▸ **WHAT IS REQUIRED**
Could you repeat the records below exactly, without the pictures?

▸ **INPUT MATERIAL**
━━━━━━

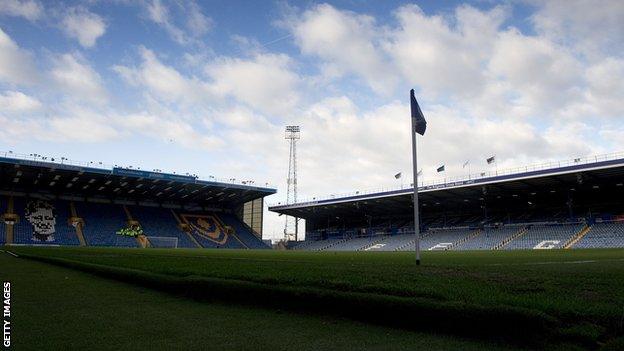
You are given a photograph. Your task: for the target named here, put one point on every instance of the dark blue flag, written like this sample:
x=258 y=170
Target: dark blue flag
x=420 y=125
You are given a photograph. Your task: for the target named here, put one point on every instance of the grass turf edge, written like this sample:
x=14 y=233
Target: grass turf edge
x=504 y=323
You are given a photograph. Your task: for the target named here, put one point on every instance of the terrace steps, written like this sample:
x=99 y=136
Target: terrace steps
x=576 y=238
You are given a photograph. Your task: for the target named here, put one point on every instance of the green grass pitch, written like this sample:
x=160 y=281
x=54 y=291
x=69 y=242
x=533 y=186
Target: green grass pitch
x=198 y=299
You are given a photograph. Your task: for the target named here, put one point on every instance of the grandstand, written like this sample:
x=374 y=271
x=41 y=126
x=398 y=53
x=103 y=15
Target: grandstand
x=570 y=204
x=48 y=203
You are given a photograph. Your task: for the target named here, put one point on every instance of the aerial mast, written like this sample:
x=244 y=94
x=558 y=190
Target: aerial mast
x=291 y=227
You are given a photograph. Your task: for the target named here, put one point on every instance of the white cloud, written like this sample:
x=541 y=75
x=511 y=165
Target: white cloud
x=591 y=27
x=73 y=75
x=171 y=129
x=83 y=25
x=163 y=81
x=16 y=64
x=265 y=82
x=196 y=23
x=29 y=9
x=543 y=75
x=442 y=58
x=345 y=41
x=16 y=101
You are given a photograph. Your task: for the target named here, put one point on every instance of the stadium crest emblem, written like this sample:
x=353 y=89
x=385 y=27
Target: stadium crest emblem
x=207 y=227
x=41 y=215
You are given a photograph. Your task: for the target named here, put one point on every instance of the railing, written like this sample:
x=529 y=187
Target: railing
x=37 y=158
x=443 y=182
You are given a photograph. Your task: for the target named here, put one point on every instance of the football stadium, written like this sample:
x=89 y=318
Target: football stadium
x=526 y=258
x=524 y=253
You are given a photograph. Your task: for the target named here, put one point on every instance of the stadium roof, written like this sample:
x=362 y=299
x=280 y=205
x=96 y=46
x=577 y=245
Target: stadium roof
x=594 y=172
x=60 y=179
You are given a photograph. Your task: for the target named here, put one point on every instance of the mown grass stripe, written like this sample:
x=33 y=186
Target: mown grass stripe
x=514 y=324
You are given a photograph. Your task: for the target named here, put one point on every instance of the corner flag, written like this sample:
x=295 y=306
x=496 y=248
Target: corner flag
x=420 y=125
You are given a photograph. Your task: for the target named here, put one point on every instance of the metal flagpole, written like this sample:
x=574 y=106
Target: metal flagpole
x=415 y=168
x=419 y=125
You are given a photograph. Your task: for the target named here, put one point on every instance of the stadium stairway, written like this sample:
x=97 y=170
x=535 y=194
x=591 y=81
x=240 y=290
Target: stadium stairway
x=578 y=237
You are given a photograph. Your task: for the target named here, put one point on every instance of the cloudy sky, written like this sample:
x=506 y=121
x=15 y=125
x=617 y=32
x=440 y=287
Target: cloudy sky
x=207 y=87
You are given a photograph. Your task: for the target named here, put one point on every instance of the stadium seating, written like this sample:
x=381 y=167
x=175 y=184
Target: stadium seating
x=3 y=208
x=439 y=239
x=488 y=238
x=243 y=232
x=102 y=221
x=603 y=234
x=160 y=222
x=392 y=243
x=204 y=223
x=354 y=244
x=545 y=236
x=43 y=222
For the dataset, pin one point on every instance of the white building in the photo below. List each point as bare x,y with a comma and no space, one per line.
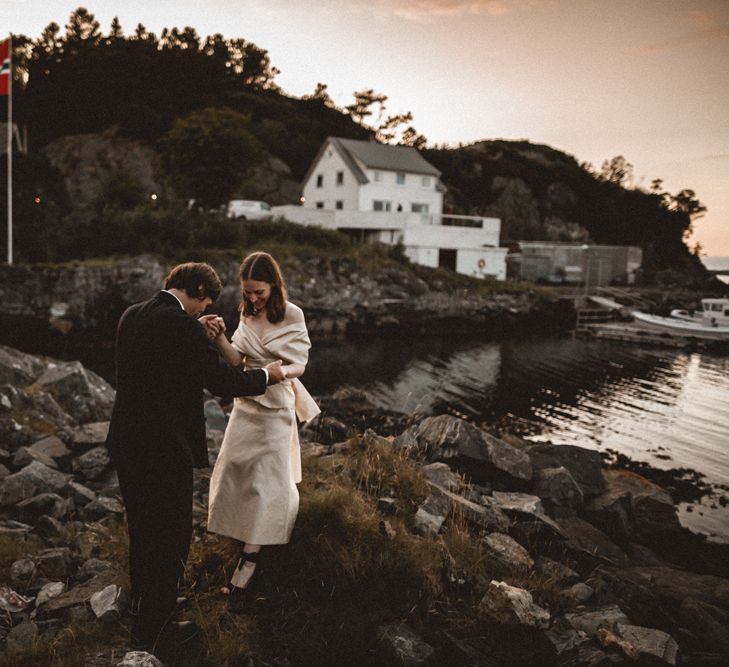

━━━━━━

▸ **TASK RESULT**
You are given a photograph. Your task: for the target named here, put one point on every instance of the dark blue flag, written like this sample:
x=258 y=170
Target: dark blue flag
x=420 y=125
You are given a photograph. Your task: for the target named here, put one point on every instance of the grass turf edge, written like this sample:
x=14 y=233
Target: grass turf edge
x=504 y=323
You are given a photograph. Your task: for the target named here, put one point on every instance of the terrace steps, written like this sample:
x=99 y=136
Target: terrace steps
x=576 y=238
You are given a photograph. Your task: for the target named here, put one point on every instance of the green grass pitch, written like this sample:
x=160 y=281
x=54 y=291
x=69 y=242
x=533 y=186
Target: green grass pitch
x=198 y=299
You are given a photograph. Your task: for the target named here, put one point on every instance of the grandstand, written like this sample:
x=374 y=271
x=41 y=126
x=398 y=53
x=103 y=15
Target: grandstand
x=570 y=204
x=48 y=203
You are given a photograph. Your task: for the target named here, put one point on every instance of the aerial mast, written like this sample:
x=244 y=94
x=558 y=190
Target: aerial mast
x=291 y=227
You are given a photograph. Your task: for the target named here, put one point on every instance of the white cloud, written like this sample:
x=541 y=75
x=511 y=165
Target: white cloud
x=591 y=27
x=73 y=75
x=171 y=129
x=83 y=25
x=163 y=81
x=16 y=64
x=265 y=82
x=196 y=23
x=29 y=9
x=543 y=75
x=442 y=58
x=345 y=41
x=16 y=101
You are given a photograph. Your task: for the target named here, put one point on every instance of the stadium crest emblem, written like this sample:
x=353 y=89
x=385 y=27
Target: stadium crest emblem
x=207 y=227
x=41 y=215
You are given a photograph. Your task: for the target named here, put one point on every instance of the railing, written like this sample:
x=529 y=187
Target: railing
x=37 y=158
x=443 y=182
You are given a photograph. Your task: for the target named here, put one point on every instance of the football stadium, written like this sample:
x=89 y=318
Target: football stadium
x=526 y=258
x=524 y=253
You are given a photograph. Your task: for the target named here, put one point on every instance of the stadium roof, written like this sample:
x=362 y=299
x=280 y=205
x=96 y=46
x=577 y=245
Target: stadium roof
x=594 y=172
x=60 y=179
You are given a photograph. Your task: for the target named here, put one point on every instance of the mown grass stripe, written like this sample:
x=33 y=186
Target: mown grass stripe
x=514 y=324
You are given a photograph. Your task: for the target named here, put one point on every instance of the corner flag, written like this sample:
x=295 y=306
x=496 y=248
Target: corner flag
x=420 y=125
You are given a photograph. Your task: for the target named here, put one point on every instance of the metal flagpole, written like this sample:
x=574 y=106
Target: metal flagpole
x=415 y=168
x=419 y=125
You are given a photograph. Your task: for the target named here, put one point on every instance of the stadium stairway, written like this sample:
x=97 y=170
x=535 y=194
x=591 y=81
x=240 y=290
Target: stadium stairway
x=578 y=237
You are given a photograph. Your task: for the target named here, put one point on every instance of the cloudy sky, written like this sample:
x=506 y=121
x=15 y=125
x=617 y=32
x=440 y=287
Target: cloudy sky
x=207 y=87
You are given a photograph. Your task: for the target named here, put one point on every instance of the stadium seating, written like this sample:
x=381 y=167
x=175 y=184
Target: stadium seating
x=3 y=208
x=439 y=239
x=488 y=238
x=243 y=232
x=102 y=221
x=603 y=234
x=160 y=222
x=392 y=243
x=204 y=223
x=354 y=244
x=545 y=236
x=43 y=222
For the dataset, pin one point on every instance of the white building in the photo below. List each point as bare x,y with a comma and no space, one per line.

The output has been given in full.